Given request
Which Republican does the excerpt about Harry Reid's interview name as acting as if the senator had been caught in a Klan costume?

Document excerpt
——

David Horowitz had the decency to express disgust.

[It’s] hard not to bathe in schadenfreude at the hammering [Harry Reid] is now getting over an interview he gave to John Heilemann and Mark Haperin during 2008 for their new book… But it is also hard not to be disgusted by the politically correct sanctimony of Republicans like the RNC’s Michael Steele who are acting as if they just caught the Nevada senator in a Klan costume.

“Negro” is the new n-word now? And is it not true that Obama’s light skin color and the half-white background that produced it was indeed an electoral asset? And didn’t the ability to talk like a brother as well as a Harvard grad sharpen the President’s ineffable hipness and post-racial appeal? Can the lexicon of the politically taboo have become such a fat book as this?

——

Entries supplied
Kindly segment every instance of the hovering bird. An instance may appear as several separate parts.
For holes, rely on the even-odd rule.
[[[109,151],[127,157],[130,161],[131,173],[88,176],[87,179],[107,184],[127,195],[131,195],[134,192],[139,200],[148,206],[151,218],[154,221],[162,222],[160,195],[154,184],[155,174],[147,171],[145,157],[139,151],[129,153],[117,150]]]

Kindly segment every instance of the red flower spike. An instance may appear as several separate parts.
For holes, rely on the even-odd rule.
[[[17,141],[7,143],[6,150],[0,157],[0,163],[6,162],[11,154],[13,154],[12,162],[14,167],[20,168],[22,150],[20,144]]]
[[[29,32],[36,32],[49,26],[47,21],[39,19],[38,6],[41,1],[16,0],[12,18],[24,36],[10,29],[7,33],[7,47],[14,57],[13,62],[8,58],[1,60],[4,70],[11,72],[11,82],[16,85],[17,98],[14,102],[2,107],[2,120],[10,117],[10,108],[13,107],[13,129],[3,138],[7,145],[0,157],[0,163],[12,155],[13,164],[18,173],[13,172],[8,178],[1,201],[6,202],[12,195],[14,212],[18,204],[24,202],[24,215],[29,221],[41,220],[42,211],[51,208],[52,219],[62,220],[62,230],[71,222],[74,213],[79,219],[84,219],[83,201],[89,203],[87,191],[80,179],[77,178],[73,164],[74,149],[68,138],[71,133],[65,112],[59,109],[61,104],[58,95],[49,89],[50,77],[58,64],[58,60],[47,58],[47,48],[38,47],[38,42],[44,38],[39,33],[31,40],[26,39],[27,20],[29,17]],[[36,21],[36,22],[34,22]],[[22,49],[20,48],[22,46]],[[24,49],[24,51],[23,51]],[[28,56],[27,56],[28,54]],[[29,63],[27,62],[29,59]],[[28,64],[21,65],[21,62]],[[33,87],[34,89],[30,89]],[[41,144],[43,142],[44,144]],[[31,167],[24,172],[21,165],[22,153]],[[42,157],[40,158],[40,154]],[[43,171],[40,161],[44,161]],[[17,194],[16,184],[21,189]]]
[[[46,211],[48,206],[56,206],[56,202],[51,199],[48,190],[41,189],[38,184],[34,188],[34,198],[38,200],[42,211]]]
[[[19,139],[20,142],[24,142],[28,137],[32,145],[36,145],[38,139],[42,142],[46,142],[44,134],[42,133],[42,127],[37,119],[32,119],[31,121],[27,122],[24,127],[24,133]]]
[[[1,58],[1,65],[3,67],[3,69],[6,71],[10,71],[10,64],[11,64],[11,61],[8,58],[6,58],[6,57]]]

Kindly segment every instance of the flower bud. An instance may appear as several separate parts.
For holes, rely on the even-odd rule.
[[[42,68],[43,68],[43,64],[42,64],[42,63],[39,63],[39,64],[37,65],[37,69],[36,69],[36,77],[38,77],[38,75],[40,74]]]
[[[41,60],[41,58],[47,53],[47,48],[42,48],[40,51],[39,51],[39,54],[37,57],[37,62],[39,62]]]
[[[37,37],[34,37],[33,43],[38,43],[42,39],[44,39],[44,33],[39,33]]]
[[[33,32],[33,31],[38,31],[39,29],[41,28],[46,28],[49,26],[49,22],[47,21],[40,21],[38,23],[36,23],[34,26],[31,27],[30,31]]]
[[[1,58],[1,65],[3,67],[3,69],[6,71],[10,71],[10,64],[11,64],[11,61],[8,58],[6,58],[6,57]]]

——

The reply
The RNC's Michael Steele.